STATED EXERCISE: Pull out every line of the entries below that contains the word "white", and copy each such line in full.

PROVIDED RECORDS:
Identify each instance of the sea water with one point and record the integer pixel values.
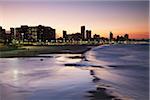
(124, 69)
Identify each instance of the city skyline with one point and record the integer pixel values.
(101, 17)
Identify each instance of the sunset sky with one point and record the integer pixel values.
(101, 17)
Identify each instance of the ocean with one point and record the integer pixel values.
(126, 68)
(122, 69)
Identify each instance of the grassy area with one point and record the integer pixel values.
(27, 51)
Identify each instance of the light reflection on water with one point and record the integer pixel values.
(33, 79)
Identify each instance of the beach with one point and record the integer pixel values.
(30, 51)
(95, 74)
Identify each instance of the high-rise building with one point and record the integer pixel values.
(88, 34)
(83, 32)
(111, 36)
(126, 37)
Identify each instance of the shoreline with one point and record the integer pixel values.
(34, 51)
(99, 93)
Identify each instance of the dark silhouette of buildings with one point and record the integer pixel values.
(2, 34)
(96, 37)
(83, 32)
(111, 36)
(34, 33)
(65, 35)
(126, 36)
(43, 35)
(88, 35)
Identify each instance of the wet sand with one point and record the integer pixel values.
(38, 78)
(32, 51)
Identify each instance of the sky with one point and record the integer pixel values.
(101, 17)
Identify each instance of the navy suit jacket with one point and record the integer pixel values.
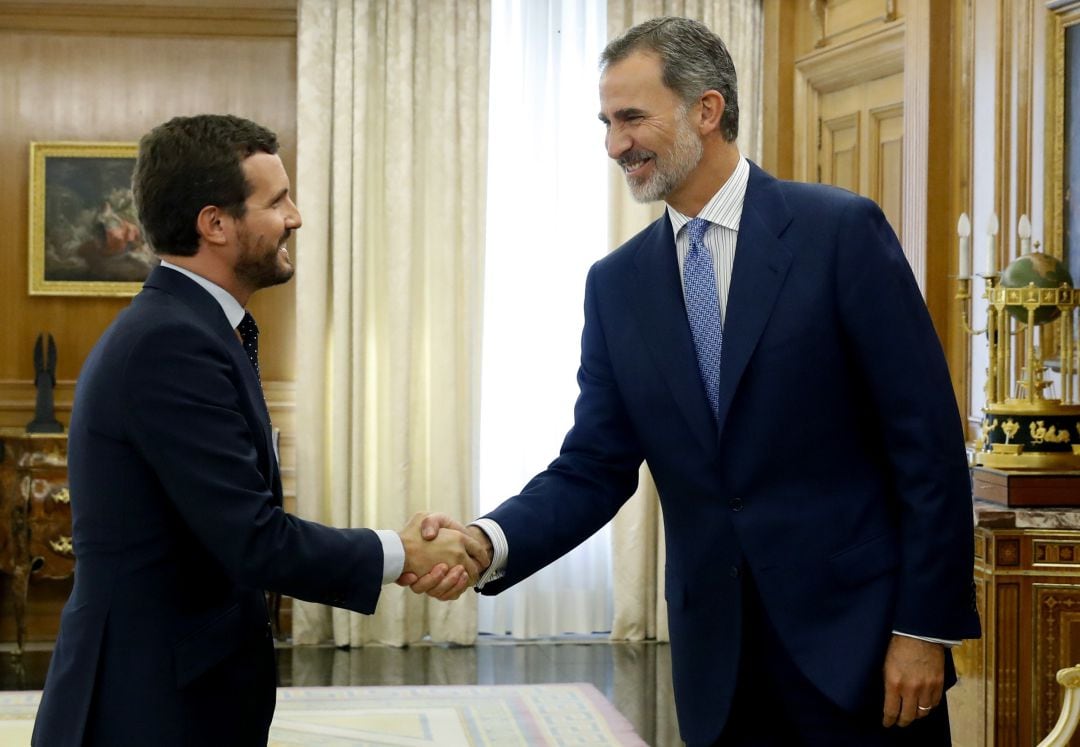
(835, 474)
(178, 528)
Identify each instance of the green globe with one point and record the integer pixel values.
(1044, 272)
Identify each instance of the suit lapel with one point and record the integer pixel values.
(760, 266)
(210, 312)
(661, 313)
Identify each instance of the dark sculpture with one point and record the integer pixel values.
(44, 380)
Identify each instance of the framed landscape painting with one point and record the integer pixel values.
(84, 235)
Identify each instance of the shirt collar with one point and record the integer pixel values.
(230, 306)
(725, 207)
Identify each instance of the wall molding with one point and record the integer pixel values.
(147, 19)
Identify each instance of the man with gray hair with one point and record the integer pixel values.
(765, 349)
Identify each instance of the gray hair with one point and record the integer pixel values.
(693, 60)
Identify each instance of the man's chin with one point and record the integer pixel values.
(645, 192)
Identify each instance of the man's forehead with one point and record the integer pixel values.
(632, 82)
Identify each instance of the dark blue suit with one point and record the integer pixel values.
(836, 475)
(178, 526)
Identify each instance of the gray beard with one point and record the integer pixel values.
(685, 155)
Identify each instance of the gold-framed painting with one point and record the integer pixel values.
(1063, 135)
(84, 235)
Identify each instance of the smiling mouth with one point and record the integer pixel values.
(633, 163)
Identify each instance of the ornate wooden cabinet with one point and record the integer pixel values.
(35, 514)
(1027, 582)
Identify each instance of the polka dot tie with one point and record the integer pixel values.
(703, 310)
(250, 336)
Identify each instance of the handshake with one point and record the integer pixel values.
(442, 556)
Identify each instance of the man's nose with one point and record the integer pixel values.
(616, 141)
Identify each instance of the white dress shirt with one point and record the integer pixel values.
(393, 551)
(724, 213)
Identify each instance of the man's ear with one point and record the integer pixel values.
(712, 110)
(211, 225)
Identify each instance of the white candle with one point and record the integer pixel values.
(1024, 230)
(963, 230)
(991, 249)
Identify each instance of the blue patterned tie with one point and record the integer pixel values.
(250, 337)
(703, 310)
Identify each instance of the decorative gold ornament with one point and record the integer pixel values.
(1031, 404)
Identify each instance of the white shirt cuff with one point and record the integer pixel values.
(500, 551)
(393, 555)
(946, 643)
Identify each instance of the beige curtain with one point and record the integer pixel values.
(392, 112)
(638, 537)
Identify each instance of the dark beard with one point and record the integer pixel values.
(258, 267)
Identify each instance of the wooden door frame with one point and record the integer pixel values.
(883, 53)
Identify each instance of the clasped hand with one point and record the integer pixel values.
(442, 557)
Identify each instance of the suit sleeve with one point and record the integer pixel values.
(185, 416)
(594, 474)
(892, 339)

==

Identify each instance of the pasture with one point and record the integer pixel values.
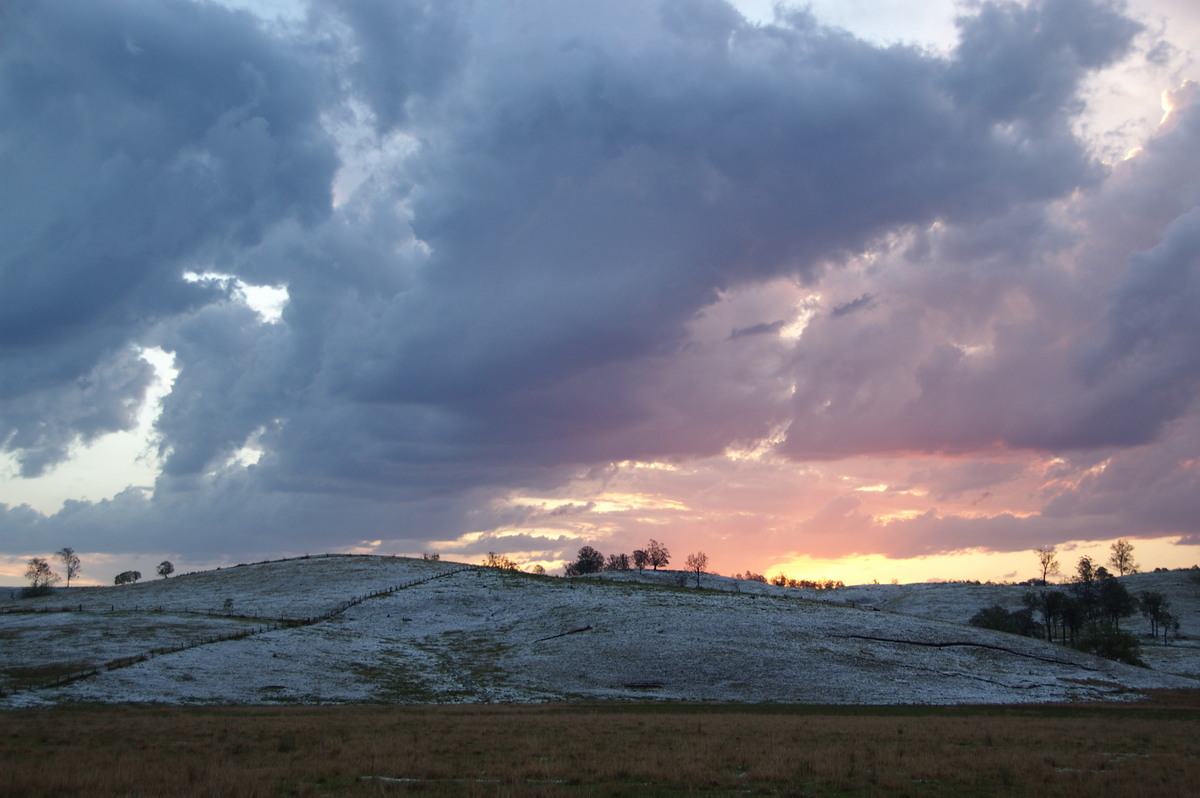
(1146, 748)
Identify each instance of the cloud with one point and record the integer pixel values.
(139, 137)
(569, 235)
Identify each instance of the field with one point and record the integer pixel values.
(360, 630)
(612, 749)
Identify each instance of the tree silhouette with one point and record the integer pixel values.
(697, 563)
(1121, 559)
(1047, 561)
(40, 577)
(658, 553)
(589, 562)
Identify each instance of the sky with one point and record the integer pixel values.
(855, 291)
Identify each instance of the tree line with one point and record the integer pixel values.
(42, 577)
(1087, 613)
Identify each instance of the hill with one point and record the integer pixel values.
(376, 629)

SOLVED EXERCISE:
Identify each instance of the white dress shirt with one point and record the integer pixel values.
Identify each instance of the white candle with one point and record the integer pixel values.
Identify each instance of the white shirt cuff with one point and record the integer pixel values.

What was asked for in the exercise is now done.